— Start INFORMATION GIVEN —

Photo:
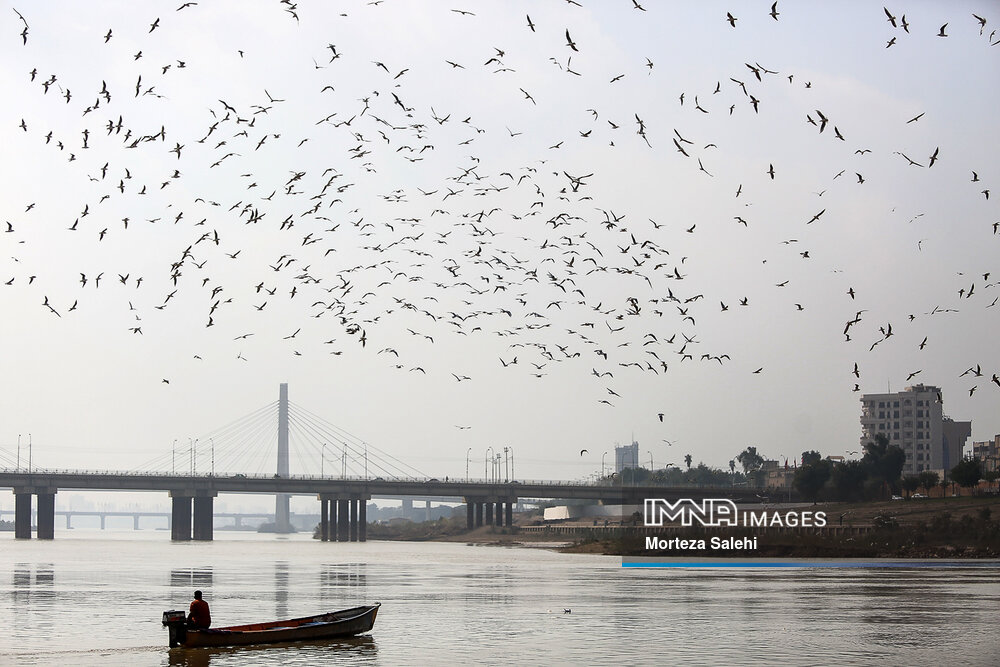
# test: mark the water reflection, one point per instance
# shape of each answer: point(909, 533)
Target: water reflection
point(281, 589)
point(298, 653)
point(194, 577)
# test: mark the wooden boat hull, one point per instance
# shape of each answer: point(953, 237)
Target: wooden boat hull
point(343, 623)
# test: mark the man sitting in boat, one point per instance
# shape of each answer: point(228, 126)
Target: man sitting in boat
point(199, 616)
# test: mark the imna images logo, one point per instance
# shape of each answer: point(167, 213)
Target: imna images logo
point(717, 512)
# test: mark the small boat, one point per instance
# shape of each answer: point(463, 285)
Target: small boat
point(344, 623)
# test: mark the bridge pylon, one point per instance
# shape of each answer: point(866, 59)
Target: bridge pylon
point(282, 515)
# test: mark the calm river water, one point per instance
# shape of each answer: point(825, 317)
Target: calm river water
point(95, 598)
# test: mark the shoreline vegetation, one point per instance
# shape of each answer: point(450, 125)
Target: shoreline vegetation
point(963, 527)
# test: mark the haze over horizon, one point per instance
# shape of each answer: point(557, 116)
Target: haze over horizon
point(493, 224)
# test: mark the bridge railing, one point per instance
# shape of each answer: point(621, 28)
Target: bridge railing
point(527, 483)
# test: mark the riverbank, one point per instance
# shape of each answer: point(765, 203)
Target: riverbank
point(922, 528)
point(965, 527)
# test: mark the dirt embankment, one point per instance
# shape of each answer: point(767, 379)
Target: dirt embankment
point(920, 528)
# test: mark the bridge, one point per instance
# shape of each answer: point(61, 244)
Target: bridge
point(342, 499)
point(136, 515)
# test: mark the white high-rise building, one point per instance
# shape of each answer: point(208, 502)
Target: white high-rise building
point(626, 456)
point(914, 421)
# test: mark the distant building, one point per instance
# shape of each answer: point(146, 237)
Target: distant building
point(914, 421)
point(626, 456)
point(988, 454)
point(778, 476)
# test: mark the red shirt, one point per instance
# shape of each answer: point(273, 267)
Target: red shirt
point(200, 616)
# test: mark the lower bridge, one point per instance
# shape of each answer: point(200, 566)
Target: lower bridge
point(104, 515)
point(342, 501)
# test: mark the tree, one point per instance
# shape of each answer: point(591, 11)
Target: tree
point(991, 476)
point(810, 479)
point(928, 479)
point(910, 484)
point(967, 473)
point(750, 460)
point(884, 461)
point(848, 480)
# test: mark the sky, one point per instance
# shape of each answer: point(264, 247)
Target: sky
point(386, 204)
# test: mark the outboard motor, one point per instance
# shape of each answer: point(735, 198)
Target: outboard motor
point(176, 622)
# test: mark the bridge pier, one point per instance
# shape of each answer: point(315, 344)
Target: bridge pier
point(362, 520)
point(45, 515)
point(22, 515)
point(343, 518)
point(181, 523)
point(203, 518)
point(180, 526)
point(324, 519)
point(354, 519)
point(46, 518)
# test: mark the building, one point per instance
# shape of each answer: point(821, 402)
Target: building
point(988, 454)
point(626, 456)
point(914, 421)
point(777, 476)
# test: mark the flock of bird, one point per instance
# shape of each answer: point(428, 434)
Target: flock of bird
point(387, 225)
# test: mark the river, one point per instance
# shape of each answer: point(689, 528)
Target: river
point(96, 598)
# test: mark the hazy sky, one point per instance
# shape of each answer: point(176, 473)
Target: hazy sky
point(384, 204)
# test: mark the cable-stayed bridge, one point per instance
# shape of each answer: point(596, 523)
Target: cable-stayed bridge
point(363, 472)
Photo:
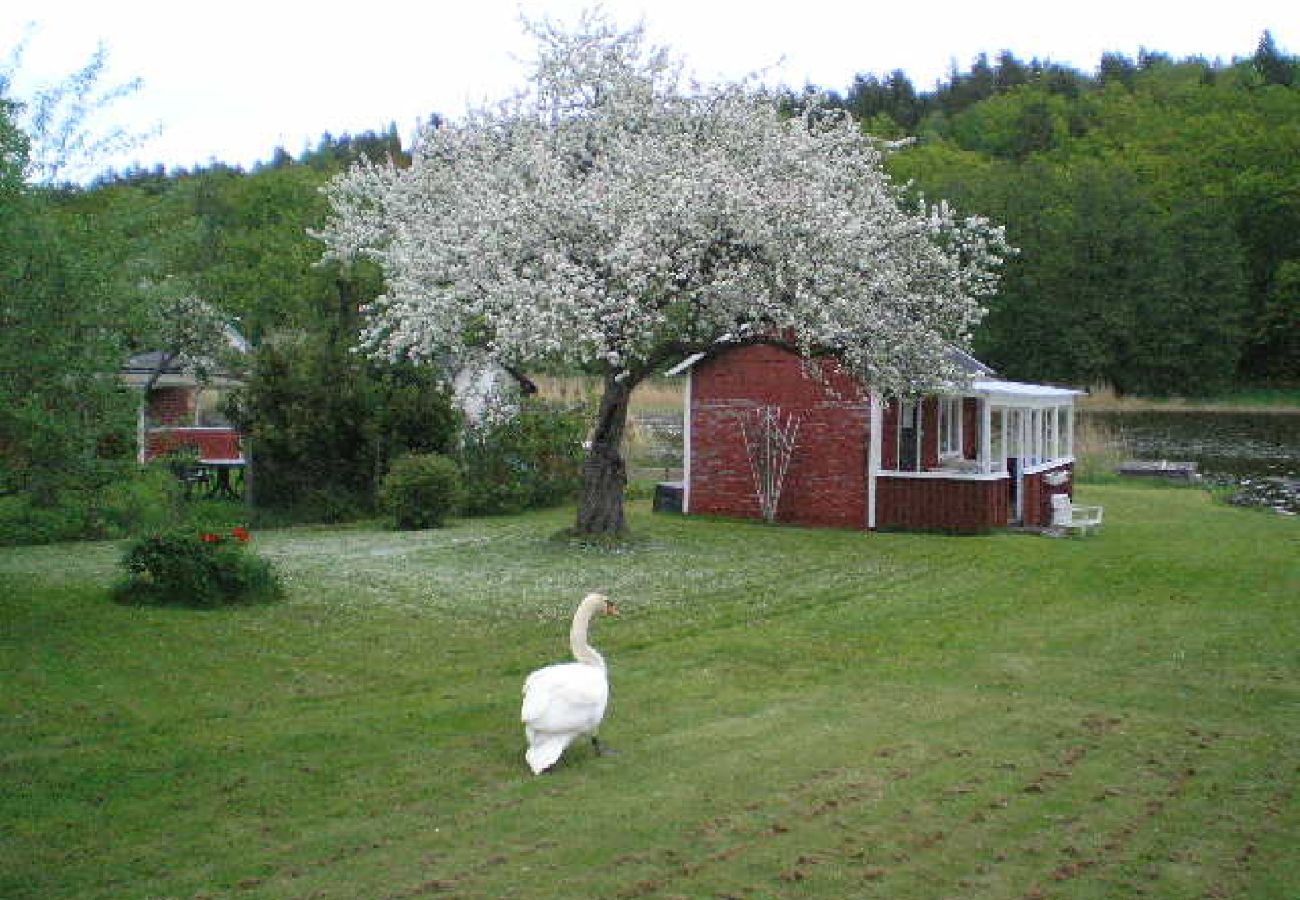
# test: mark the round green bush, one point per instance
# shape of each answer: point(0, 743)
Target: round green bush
point(196, 569)
point(420, 490)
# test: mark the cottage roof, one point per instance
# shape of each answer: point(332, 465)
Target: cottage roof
point(1018, 393)
point(963, 360)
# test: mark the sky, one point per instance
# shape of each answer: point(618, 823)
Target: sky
point(230, 81)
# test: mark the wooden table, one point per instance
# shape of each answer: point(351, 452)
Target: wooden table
point(228, 476)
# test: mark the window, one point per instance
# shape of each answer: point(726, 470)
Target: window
point(950, 427)
point(909, 437)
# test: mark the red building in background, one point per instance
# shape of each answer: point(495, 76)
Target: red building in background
point(987, 455)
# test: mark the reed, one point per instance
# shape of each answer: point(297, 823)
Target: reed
point(658, 396)
point(1099, 449)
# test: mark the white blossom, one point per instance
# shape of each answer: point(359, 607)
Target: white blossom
point(614, 216)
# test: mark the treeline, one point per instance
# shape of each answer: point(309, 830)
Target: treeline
point(1155, 203)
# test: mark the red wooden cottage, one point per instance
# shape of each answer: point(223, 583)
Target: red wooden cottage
point(178, 411)
point(765, 437)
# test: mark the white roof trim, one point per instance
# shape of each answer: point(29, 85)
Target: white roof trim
point(1021, 393)
point(684, 366)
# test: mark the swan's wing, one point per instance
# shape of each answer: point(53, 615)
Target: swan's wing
point(566, 697)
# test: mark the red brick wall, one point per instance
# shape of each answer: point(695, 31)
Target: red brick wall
point(172, 406)
point(956, 505)
point(826, 483)
point(211, 442)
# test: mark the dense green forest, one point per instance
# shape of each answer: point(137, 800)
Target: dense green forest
point(1156, 206)
point(1155, 203)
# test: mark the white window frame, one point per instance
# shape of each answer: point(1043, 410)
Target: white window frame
point(950, 427)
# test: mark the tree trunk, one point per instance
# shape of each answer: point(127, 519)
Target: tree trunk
point(605, 475)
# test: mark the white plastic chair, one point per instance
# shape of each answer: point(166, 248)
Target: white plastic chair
point(1067, 516)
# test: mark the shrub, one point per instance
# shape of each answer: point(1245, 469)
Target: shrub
point(196, 569)
point(527, 461)
point(323, 425)
point(420, 490)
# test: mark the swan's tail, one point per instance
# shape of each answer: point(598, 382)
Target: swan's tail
point(544, 751)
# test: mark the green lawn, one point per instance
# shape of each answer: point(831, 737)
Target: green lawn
point(798, 713)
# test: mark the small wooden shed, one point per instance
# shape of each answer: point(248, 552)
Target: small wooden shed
point(762, 420)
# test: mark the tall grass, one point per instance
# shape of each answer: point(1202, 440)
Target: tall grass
point(1099, 450)
point(658, 396)
point(1104, 398)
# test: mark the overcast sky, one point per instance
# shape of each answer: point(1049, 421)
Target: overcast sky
point(233, 79)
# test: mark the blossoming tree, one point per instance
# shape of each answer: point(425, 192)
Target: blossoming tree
point(616, 217)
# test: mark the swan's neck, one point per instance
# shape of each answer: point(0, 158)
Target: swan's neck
point(583, 650)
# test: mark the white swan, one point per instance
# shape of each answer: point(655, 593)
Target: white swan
point(567, 700)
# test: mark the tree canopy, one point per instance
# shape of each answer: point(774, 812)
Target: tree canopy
point(615, 217)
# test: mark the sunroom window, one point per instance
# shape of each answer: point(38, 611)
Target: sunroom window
point(950, 427)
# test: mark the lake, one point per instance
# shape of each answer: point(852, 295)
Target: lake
point(1256, 451)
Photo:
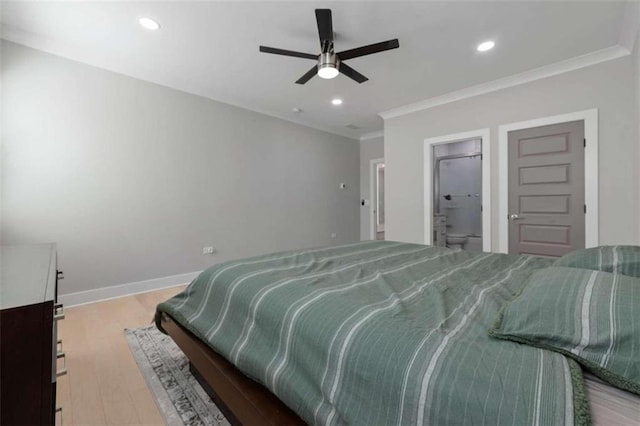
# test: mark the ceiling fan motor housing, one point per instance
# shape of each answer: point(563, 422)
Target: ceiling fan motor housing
point(328, 59)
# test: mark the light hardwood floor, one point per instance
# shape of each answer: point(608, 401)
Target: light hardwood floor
point(104, 385)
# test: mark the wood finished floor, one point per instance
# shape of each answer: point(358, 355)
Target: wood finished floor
point(103, 385)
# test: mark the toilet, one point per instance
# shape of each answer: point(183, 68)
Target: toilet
point(456, 240)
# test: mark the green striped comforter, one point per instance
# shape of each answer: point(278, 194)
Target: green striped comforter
point(382, 333)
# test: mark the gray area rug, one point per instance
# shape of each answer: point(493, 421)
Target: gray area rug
point(179, 396)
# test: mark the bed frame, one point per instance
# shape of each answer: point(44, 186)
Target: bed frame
point(242, 400)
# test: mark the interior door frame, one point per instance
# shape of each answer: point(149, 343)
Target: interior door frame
point(373, 196)
point(485, 136)
point(590, 119)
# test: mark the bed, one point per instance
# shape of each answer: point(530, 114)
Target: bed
point(380, 333)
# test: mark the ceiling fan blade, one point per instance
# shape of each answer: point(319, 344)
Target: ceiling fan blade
point(351, 73)
point(277, 51)
point(313, 71)
point(325, 27)
point(368, 50)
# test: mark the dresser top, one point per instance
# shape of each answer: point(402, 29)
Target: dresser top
point(28, 274)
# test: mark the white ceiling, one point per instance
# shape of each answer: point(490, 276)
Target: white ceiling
point(211, 48)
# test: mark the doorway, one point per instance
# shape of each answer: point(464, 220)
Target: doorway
point(474, 147)
point(377, 199)
point(549, 184)
point(457, 195)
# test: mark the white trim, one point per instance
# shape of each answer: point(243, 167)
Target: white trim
point(485, 135)
point(630, 25)
point(572, 64)
point(372, 135)
point(590, 118)
point(373, 196)
point(94, 59)
point(114, 292)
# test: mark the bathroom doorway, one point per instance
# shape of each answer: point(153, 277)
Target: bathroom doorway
point(457, 194)
point(377, 199)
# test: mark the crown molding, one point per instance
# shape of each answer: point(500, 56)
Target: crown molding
point(17, 36)
point(562, 67)
point(630, 25)
point(372, 135)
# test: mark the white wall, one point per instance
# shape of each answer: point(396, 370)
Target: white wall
point(636, 77)
point(604, 86)
point(132, 179)
point(369, 149)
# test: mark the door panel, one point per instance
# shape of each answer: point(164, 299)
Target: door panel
point(546, 189)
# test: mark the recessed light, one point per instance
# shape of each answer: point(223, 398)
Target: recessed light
point(148, 24)
point(487, 45)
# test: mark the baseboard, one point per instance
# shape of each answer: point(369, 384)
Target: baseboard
point(113, 292)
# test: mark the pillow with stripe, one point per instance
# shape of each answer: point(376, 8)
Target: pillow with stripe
point(590, 316)
point(617, 259)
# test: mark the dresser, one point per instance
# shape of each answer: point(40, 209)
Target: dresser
point(29, 348)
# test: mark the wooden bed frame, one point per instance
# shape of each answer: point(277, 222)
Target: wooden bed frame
point(242, 400)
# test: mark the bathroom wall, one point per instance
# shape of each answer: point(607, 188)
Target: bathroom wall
point(462, 179)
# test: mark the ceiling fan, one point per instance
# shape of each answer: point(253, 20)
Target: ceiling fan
point(330, 64)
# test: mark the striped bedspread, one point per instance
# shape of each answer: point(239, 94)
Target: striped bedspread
point(382, 333)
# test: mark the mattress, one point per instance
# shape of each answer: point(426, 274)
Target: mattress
point(382, 333)
point(610, 405)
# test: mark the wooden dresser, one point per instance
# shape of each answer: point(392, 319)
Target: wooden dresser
point(28, 334)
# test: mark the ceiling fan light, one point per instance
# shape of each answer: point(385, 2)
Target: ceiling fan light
point(327, 71)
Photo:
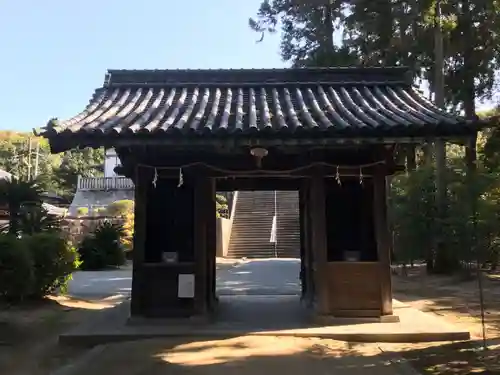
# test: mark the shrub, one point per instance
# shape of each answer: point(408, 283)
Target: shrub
point(54, 260)
point(35, 218)
point(16, 269)
point(103, 247)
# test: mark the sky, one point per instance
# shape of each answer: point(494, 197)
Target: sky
point(55, 53)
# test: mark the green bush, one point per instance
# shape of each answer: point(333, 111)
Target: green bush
point(103, 247)
point(16, 269)
point(54, 260)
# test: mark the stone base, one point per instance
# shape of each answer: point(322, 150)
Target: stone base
point(339, 320)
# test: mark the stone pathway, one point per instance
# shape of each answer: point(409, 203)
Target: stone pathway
point(250, 292)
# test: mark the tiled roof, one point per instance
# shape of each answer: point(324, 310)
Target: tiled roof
point(339, 101)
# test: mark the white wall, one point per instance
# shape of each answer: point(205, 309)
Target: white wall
point(110, 162)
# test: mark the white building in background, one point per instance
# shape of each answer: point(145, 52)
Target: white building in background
point(96, 193)
point(111, 160)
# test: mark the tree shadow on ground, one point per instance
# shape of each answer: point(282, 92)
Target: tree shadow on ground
point(455, 358)
point(242, 355)
point(451, 297)
point(29, 332)
point(270, 354)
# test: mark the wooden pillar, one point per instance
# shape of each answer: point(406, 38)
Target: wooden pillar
point(303, 254)
point(305, 237)
point(211, 233)
point(140, 197)
point(318, 239)
point(202, 204)
point(383, 239)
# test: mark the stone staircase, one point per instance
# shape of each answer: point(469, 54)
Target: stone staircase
point(288, 222)
point(252, 223)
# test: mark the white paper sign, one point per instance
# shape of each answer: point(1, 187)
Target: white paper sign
point(186, 286)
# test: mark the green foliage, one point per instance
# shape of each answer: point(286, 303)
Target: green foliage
point(14, 195)
point(120, 208)
point(34, 218)
point(16, 269)
point(470, 229)
point(56, 173)
point(384, 32)
point(54, 261)
point(103, 247)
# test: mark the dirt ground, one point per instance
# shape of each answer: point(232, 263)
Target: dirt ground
point(458, 302)
point(28, 340)
point(29, 334)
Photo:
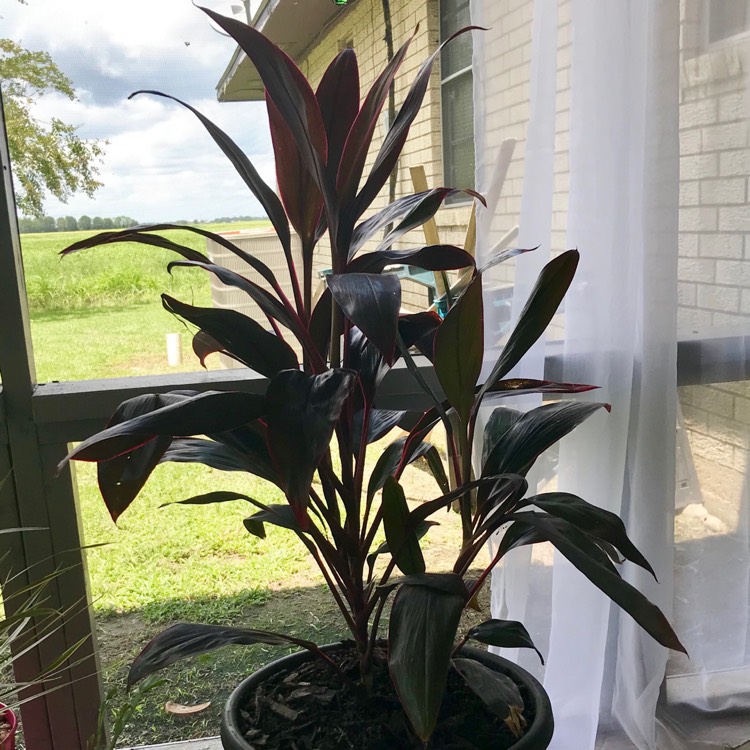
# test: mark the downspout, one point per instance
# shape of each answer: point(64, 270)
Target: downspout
point(391, 95)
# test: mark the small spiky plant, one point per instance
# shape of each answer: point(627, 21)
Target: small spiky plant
point(325, 404)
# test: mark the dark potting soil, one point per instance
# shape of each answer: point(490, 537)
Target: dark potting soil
point(311, 709)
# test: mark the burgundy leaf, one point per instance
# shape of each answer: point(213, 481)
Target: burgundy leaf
point(302, 198)
point(338, 98)
point(459, 348)
point(240, 336)
point(402, 539)
point(394, 141)
point(418, 329)
point(423, 211)
point(121, 478)
point(540, 308)
point(301, 412)
point(372, 303)
point(430, 258)
point(187, 639)
point(201, 414)
point(422, 628)
point(265, 195)
point(360, 134)
point(290, 92)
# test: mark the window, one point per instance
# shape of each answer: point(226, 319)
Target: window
point(727, 18)
point(456, 87)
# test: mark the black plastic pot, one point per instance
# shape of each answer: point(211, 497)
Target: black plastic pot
point(537, 737)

— End INFORMATION GIVEN —

▸ **REQUIRED WORK**:
Reproduce only the lines running from the one with "# test: mark the burgundy" through the final line of the listing above, both ends included.

▸ **RESPONSE TO THE EXERCISE**:
# test: mark the burgundy leaf, one point per instance
# shape of each answer: point(213, 481)
Target: burgundy leaf
point(302, 198)
point(338, 98)
point(459, 348)
point(240, 336)
point(402, 539)
point(394, 141)
point(418, 329)
point(423, 211)
point(121, 478)
point(540, 308)
point(301, 412)
point(372, 303)
point(430, 258)
point(187, 639)
point(201, 414)
point(422, 628)
point(265, 195)
point(360, 134)
point(290, 92)
# test: mark the window, one point per instance
# shape of each answer: point(226, 319)
Target: window
point(727, 18)
point(456, 87)
# test: mark the black plastic pot, one point per instance
# shape of each answer: point(211, 497)
Target: black plastic pot
point(537, 737)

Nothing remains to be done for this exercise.